■ Records shown
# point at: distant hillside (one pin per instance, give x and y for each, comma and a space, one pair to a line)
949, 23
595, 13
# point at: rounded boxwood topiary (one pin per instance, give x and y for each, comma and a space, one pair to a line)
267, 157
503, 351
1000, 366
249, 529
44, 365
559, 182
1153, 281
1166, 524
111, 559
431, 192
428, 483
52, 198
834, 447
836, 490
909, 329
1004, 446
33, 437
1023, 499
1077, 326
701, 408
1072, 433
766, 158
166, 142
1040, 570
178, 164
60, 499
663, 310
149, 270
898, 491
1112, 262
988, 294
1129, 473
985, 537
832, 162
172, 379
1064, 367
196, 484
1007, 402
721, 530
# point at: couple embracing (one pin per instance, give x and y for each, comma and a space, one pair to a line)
* * *
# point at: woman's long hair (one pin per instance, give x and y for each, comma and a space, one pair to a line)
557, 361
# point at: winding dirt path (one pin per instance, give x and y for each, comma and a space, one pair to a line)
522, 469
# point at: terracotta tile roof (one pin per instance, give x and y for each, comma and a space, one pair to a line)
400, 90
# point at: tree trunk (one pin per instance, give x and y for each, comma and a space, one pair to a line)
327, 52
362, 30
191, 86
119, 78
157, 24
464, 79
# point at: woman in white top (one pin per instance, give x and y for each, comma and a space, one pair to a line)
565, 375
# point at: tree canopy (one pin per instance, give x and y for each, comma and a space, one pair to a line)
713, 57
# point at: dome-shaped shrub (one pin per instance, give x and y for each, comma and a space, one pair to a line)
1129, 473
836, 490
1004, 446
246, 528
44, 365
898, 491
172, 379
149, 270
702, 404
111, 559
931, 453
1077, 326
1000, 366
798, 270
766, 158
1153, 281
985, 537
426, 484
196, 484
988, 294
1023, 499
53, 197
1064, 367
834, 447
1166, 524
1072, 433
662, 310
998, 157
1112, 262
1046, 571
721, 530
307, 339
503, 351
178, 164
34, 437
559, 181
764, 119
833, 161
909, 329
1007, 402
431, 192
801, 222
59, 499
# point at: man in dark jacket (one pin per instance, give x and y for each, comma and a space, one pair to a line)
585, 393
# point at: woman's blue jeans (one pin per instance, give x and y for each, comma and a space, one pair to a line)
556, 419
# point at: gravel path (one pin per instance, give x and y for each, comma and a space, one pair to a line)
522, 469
--
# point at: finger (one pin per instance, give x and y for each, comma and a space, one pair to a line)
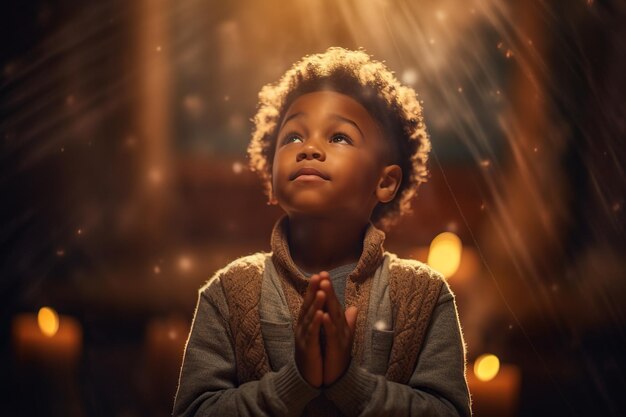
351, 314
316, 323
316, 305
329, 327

■ Job
Reproduce without any changes the part of the data that opens with the line containing "# point at: distant" and closes with the line containing "# point at: couple", including both of those lines.

■ Answer to this problem
# point at: distant hillside (one pin per instance, give x and y for each, comma and a space, one pair to a line)
949, 23
595, 13
# point at: rounded boxwood topiary (one pin per instance, give x and y for each, comma and a space, one pair to a line)
267, 157
503, 351
1000, 366
249, 529
44, 365
559, 182
1153, 281
1166, 524
111, 559
431, 192
428, 483
52, 198
834, 447
836, 490
909, 329
1004, 446
33, 437
1023, 499
1077, 326
701, 408
1072, 433
766, 158
166, 142
1040, 570
178, 164
60, 499
663, 310
149, 270
898, 491
1112, 262
988, 294
1129, 473
985, 537
832, 162
172, 379
1064, 367
196, 484
1007, 402
721, 530
# point at: couple embracing (one pin per instance, give x and y for each, comma and a space, one pair to a line)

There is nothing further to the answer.